- **STATED PROBLEM**: Pictures should be excluded; otherwise, copy every entry exactly.

- **LISTED RECORDS**:
==============================

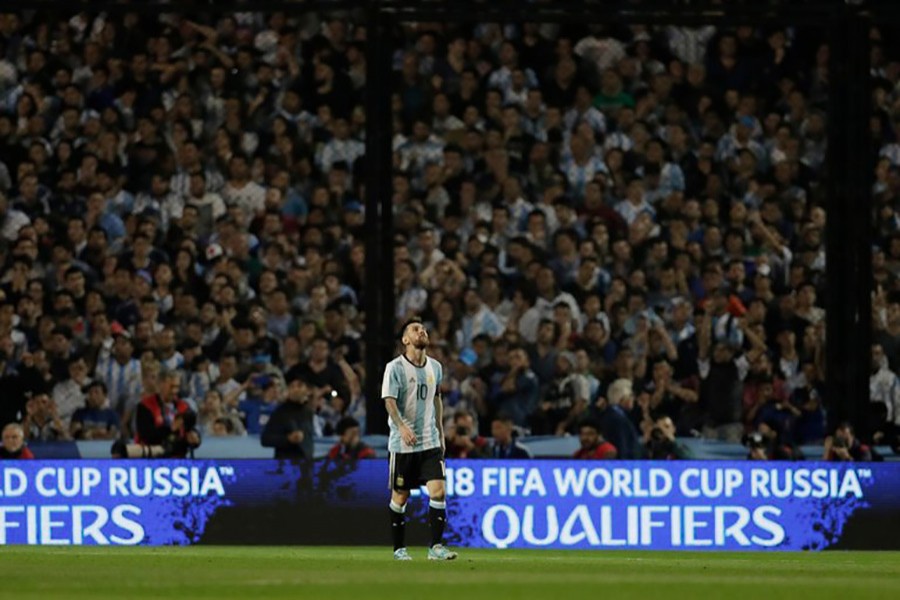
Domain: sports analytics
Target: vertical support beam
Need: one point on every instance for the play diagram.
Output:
(849, 232)
(379, 279)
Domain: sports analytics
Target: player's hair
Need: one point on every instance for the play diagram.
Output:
(407, 323)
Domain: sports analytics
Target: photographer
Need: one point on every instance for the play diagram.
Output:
(845, 447)
(662, 444)
(463, 441)
(166, 425)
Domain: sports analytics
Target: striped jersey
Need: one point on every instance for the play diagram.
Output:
(414, 388)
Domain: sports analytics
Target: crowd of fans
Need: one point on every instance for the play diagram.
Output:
(615, 233)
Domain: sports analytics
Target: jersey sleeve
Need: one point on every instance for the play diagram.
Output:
(390, 385)
(439, 377)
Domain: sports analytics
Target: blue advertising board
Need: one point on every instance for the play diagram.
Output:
(491, 504)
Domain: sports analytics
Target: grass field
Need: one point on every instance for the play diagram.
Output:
(370, 574)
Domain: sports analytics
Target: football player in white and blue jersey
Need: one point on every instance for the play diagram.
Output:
(412, 393)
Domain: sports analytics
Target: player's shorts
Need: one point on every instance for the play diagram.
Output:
(410, 470)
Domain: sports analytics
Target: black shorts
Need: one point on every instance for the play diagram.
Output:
(409, 470)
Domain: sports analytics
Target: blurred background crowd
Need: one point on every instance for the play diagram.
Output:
(611, 232)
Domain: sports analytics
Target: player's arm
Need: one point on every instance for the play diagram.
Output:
(406, 432)
(439, 417)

==============================

- **WRITTEN ANSWER**:
Domain: sports analytics
Target: vertical support beam
Need: one point on every instance for the play diagram.
Output:
(849, 232)
(379, 279)
Domain: sports analytics
Target: player's hair
Need: one point on every instance for the play diagram.
Output:
(407, 323)
Domain: sports analytics
Target: photographer
Need: one point on every instance for the play diagram.
Output:
(845, 447)
(662, 444)
(463, 441)
(166, 425)
Domain: sports analytics
Target: striped jersey
Need: one point on every instance for the play diagram.
Output:
(414, 388)
Domain: sports analytics
Target: crowd of fans
Need: one point on every instance for the play diagram.
Output:
(615, 233)
Domain: sports analytics
Target: jersey sleeve
Need: one point on every instance for the play diagram.
Output:
(390, 385)
(439, 377)
Domain: sports analytics
Target: blue advertising board
Need: one point on every instance for the play diagram.
Output:
(491, 504)
Domain: sports analytics
Target: grass field
Need: one point on every instance for the play diagram.
Output:
(370, 574)
Domain: sports analytics
Target: football player in white and blue jersey
Need: one point on every instance for the play diagram.
Output:
(412, 393)
Domain: sports analytics
Target: player's shorts
Need: one point on every instance for the play diagram.
Output:
(410, 470)
Domain: sports analytics
Target: black shorts
Need: one point on every instance for the play diagram.
Output:
(409, 470)
Domain: sports analytics
Target: blurred background crowd
Need: one point on every instance for the play diagram.
Output:
(611, 232)
Domain: sports analytics
Target: player's arm
Need: one point on every instance for the play diagram.
Output:
(406, 432)
(439, 417)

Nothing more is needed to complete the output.